▶ _SET TASK_: Retype the items exactly, from their first line through the line containing "Trace each instance of the concrete", including both of those lines.

▶ _SUPPLIED ENTRIES_:
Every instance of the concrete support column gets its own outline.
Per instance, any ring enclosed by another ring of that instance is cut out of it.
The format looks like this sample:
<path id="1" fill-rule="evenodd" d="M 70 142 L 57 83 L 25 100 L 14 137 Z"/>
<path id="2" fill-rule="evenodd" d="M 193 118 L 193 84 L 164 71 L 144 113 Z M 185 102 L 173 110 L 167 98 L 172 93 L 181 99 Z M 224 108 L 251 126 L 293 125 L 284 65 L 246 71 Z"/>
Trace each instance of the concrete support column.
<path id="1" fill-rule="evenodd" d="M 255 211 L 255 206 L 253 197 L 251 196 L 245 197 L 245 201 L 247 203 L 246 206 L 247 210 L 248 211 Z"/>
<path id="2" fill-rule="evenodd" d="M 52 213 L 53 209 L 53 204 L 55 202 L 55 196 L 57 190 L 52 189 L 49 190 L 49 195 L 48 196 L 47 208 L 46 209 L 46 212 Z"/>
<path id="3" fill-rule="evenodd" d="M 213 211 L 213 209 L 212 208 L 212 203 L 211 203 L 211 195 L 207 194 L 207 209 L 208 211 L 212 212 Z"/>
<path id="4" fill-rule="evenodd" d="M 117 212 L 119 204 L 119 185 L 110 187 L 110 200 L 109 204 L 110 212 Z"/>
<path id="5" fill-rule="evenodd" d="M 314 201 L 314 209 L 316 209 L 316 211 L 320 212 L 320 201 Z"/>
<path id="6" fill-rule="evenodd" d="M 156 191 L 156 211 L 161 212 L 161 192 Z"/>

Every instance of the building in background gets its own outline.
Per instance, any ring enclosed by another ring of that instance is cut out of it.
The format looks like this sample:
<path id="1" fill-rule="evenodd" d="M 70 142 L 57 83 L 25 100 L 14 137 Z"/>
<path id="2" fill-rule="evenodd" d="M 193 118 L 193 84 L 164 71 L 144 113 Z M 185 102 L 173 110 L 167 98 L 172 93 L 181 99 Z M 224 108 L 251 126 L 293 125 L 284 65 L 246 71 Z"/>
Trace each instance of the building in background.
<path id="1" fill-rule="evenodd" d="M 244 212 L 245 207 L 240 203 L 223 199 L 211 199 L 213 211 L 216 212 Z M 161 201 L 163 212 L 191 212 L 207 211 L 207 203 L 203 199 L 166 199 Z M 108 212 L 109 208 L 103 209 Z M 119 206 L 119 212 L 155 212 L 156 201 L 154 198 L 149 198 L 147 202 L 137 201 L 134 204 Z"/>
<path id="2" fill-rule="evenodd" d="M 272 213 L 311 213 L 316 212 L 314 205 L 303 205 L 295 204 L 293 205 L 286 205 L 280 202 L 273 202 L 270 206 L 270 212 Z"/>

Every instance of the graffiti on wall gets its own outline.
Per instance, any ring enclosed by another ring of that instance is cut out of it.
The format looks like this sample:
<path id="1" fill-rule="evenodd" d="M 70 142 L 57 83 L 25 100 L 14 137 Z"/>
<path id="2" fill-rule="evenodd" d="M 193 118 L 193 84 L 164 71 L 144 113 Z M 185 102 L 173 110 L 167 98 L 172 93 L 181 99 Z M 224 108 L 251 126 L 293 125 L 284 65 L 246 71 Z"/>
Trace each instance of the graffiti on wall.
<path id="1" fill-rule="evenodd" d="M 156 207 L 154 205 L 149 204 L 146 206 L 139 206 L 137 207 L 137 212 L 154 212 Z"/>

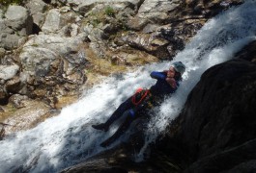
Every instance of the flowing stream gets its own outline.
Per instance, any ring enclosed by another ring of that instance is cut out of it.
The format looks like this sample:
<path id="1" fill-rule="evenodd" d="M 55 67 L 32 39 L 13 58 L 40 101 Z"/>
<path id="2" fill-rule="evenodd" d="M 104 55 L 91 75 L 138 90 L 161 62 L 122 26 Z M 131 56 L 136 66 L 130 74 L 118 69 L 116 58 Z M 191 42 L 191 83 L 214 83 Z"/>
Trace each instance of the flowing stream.
<path id="1" fill-rule="evenodd" d="M 148 144 L 179 114 L 202 73 L 230 60 L 255 39 L 255 18 L 254 0 L 230 8 L 206 23 L 185 50 L 178 53 L 174 61 L 181 61 L 186 66 L 184 81 L 178 91 L 151 114 L 145 129 L 146 142 L 139 153 L 134 153 L 136 161 L 143 160 Z M 96 131 L 91 125 L 105 121 L 137 87 L 155 84 L 150 72 L 168 69 L 171 62 L 153 63 L 133 72 L 108 77 L 85 91 L 77 103 L 63 109 L 58 116 L 6 137 L 0 141 L 0 173 L 58 172 L 105 150 L 100 143 L 117 130 L 118 122 L 107 133 Z M 126 133 L 110 148 L 125 141 L 129 134 Z"/>

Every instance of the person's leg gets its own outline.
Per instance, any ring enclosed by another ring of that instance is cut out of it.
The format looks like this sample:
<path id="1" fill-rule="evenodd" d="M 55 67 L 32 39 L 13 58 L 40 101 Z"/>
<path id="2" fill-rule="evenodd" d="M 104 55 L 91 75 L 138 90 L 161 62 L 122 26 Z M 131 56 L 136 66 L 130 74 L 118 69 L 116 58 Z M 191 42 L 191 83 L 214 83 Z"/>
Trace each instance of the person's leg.
<path id="1" fill-rule="evenodd" d="M 118 109 L 113 112 L 113 114 L 108 118 L 108 120 L 105 123 L 101 123 L 99 125 L 93 125 L 92 127 L 97 129 L 97 130 L 102 130 L 102 131 L 108 131 L 109 126 L 119 119 L 123 113 L 133 107 L 133 104 L 131 103 L 131 98 L 129 97 L 128 100 L 123 102 Z"/>

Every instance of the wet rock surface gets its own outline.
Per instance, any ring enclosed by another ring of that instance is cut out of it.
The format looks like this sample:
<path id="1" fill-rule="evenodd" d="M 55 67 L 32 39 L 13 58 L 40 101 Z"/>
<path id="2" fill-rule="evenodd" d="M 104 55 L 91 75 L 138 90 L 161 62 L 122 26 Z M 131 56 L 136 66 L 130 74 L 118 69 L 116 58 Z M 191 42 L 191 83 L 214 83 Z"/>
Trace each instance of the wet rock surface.
<path id="1" fill-rule="evenodd" d="M 101 76 L 172 60 L 208 19 L 241 3 L 32 0 L 1 5 L 0 119 L 14 125 L 7 135 L 58 114 Z M 243 61 L 206 71 L 144 162 L 134 162 L 130 154 L 142 146 L 140 133 L 63 172 L 255 170 L 254 53 L 255 42 L 237 55 Z"/>
<path id="2" fill-rule="evenodd" d="M 202 75 L 182 113 L 144 161 L 136 163 L 130 154 L 143 143 L 143 135 L 136 133 L 128 143 L 63 172 L 254 172 L 255 50 L 252 42 L 234 60 Z"/>

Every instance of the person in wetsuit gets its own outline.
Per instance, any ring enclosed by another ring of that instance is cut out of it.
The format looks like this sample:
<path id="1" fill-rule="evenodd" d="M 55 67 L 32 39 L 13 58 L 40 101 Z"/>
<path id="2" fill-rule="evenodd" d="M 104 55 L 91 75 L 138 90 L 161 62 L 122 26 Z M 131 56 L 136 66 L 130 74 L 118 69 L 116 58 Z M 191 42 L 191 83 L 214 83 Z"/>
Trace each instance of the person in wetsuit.
<path id="1" fill-rule="evenodd" d="M 149 110 L 154 106 L 159 105 L 164 96 L 174 93 L 185 66 L 181 62 L 173 62 L 169 70 L 162 72 L 153 71 L 151 77 L 156 79 L 156 83 L 150 89 L 139 89 L 137 92 L 122 103 L 105 123 L 93 125 L 97 130 L 107 132 L 110 125 L 122 115 L 127 116 L 125 122 L 119 127 L 117 132 L 108 139 L 103 141 L 100 146 L 106 147 L 114 142 L 121 135 L 128 130 L 132 121 L 140 117 L 143 111 Z"/>

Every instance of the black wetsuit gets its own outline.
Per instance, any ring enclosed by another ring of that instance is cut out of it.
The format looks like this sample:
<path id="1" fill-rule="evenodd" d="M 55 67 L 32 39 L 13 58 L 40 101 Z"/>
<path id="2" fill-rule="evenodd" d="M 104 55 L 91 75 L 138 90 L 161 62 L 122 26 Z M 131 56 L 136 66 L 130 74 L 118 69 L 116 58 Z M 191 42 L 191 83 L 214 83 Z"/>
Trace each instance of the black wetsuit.
<path id="1" fill-rule="evenodd" d="M 166 72 L 156 72 L 151 73 L 151 77 L 156 79 L 156 83 L 150 87 L 150 93 L 146 98 L 137 106 L 132 103 L 132 96 L 123 102 L 118 109 L 113 112 L 110 118 L 105 122 L 105 126 L 109 127 L 114 121 L 120 118 L 122 115 L 126 115 L 127 118 L 125 122 L 120 126 L 117 132 L 110 136 L 108 139 L 103 141 L 100 145 L 102 147 L 110 145 L 115 141 L 120 136 L 128 130 L 129 125 L 134 119 L 137 119 L 142 114 L 142 111 L 149 109 L 149 102 L 154 106 L 157 105 L 157 102 L 163 98 L 165 95 L 171 94 L 176 91 L 177 88 L 173 88 L 166 81 Z M 176 81 L 177 86 L 179 86 L 178 81 Z M 145 90 L 144 90 L 145 91 Z M 143 92 L 143 91 L 142 91 Z M 158 100 L 158 101 L 156 101 Z"/>

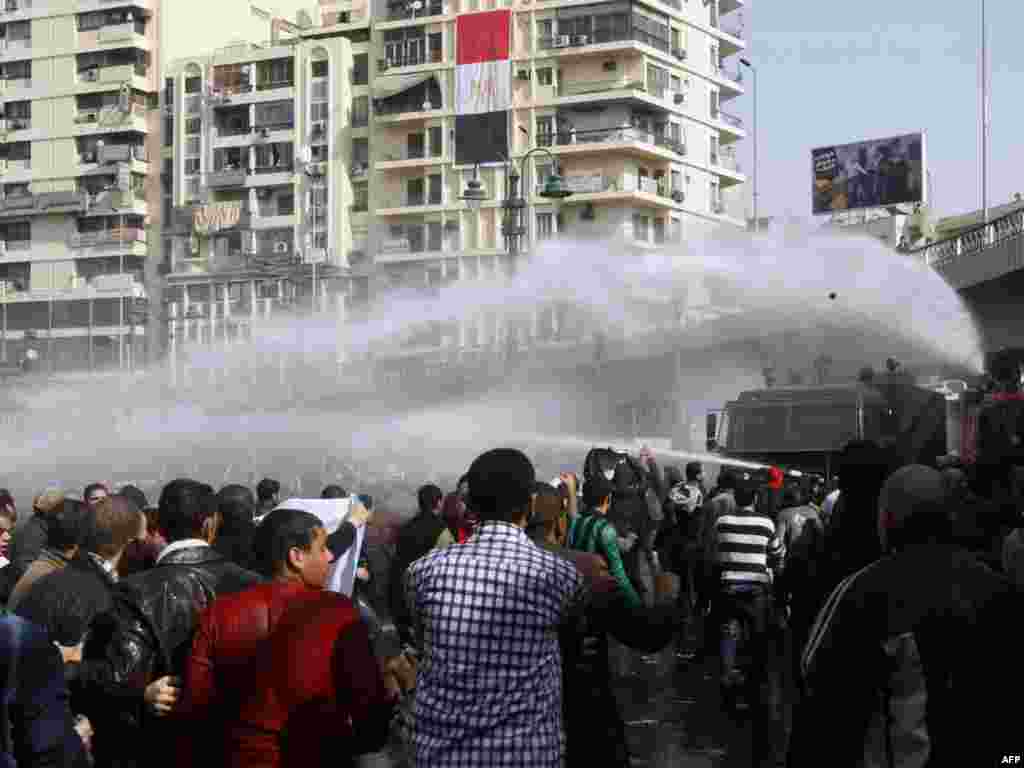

▶ _RESULT OF THE EXERCISE_:
Every instance of the concrete support column gets its own outline.
Per instance, any ring enclosed by another ring of that instance is cut out of it.
The format looks like this sample:
<path id="1" fill-rule="evenodd" d="M 70 142 L 57 83 L 25 100 L 14 137 Z"/>
<path id="2" fill-rule="evenodd" d="M 193 118 L 193 84 L 164 71 L 144 113 Z M 185 102 L 173 110 L 167 98 L 172 93 L 181 99 Z M 224 108 L 251 126 L 293 125 L 284 65 L 246 71 Z"/>
Trace each instance of the concrete support column.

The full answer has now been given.